⟨
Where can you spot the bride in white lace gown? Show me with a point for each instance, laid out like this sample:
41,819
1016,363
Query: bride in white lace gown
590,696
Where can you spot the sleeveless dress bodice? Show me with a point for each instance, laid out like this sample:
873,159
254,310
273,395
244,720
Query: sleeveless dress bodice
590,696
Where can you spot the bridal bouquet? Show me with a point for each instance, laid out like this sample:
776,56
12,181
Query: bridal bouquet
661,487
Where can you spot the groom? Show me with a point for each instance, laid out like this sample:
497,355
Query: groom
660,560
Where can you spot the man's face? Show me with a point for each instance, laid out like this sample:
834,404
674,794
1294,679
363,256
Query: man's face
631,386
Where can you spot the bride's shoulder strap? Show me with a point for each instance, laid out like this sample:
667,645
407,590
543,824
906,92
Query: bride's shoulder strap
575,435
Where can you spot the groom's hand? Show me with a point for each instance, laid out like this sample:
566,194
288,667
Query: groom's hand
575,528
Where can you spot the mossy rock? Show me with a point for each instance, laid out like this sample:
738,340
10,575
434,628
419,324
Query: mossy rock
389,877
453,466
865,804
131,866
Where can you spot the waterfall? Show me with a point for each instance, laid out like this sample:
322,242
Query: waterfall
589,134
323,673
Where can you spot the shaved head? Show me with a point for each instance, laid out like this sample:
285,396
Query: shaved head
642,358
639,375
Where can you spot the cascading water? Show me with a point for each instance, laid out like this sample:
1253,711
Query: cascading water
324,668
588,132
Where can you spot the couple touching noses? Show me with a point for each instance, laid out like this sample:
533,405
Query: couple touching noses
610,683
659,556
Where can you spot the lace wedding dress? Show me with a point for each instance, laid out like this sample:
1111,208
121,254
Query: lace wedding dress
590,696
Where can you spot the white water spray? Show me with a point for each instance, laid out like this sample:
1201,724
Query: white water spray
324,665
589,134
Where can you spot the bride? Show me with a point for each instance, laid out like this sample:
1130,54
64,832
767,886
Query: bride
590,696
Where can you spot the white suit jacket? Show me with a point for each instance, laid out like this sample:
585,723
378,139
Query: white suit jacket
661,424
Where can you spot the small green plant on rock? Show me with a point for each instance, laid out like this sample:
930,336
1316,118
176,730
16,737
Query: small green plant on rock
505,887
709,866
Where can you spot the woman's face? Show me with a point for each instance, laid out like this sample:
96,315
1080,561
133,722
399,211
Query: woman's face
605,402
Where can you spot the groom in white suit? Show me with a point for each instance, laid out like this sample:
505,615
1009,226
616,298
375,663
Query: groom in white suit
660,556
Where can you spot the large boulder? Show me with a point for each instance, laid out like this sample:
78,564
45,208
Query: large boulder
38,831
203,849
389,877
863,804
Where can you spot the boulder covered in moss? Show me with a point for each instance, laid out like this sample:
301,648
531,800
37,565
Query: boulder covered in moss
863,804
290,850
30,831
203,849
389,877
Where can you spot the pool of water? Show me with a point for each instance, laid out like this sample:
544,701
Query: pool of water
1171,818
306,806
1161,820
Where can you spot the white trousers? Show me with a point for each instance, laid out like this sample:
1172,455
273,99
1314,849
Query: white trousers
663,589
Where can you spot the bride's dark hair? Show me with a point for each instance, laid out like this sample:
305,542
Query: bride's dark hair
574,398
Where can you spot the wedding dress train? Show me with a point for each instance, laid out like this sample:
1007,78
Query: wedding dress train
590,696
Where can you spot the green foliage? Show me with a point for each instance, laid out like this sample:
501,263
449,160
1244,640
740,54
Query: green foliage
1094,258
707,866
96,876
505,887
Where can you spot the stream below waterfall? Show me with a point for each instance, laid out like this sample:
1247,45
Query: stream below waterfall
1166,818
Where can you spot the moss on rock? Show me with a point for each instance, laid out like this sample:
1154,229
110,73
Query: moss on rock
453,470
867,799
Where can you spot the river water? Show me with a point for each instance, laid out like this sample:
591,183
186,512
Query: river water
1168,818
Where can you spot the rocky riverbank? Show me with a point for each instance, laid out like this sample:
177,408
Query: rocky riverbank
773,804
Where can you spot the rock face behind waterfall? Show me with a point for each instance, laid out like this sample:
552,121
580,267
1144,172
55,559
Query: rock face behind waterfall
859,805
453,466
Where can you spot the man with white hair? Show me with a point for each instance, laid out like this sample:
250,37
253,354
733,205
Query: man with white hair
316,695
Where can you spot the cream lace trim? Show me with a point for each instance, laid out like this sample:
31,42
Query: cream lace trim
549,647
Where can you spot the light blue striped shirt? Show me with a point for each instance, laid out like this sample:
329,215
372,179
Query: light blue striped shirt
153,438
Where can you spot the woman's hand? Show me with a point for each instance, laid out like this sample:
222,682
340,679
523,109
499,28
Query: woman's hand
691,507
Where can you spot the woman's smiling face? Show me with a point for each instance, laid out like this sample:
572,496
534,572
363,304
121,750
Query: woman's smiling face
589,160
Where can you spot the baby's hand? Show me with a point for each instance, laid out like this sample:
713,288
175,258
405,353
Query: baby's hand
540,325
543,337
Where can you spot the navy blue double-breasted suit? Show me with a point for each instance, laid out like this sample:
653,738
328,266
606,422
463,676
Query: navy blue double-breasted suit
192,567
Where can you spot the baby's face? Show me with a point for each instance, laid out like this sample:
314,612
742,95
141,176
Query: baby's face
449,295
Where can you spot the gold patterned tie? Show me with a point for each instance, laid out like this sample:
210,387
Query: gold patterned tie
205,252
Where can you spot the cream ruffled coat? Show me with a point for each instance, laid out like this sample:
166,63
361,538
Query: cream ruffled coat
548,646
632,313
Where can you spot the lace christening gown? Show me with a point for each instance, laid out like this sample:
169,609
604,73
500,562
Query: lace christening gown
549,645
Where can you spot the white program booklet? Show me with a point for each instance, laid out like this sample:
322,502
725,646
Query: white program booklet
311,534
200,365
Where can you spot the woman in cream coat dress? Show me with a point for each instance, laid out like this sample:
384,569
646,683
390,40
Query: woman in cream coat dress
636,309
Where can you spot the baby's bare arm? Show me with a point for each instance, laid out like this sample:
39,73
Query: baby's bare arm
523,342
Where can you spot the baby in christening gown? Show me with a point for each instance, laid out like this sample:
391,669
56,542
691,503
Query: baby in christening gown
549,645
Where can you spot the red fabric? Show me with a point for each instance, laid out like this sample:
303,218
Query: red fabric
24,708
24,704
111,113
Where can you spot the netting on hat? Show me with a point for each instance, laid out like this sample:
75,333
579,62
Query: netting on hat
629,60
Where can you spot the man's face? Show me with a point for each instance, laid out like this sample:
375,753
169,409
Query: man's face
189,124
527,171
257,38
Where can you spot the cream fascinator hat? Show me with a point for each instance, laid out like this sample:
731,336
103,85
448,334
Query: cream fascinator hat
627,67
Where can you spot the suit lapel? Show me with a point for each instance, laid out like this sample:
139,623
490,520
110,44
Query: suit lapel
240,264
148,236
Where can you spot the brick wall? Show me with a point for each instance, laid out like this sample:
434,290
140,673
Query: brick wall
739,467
⟩
Zadanie - Przepisz w całości wszystko od wiersza zawierającego „Where can you spot the brick” aż do końca danych, przesuwając o 94 każdą współrzędną punktów podanych w odpowiedziach. Pozostałe liczby pozostaw bez zmian.

Rozwiązanie -
Where can you spot the brick wall? Show me with a point for each instance, laid out like this sample:
434,290
140,673
Query: brick wall
833,561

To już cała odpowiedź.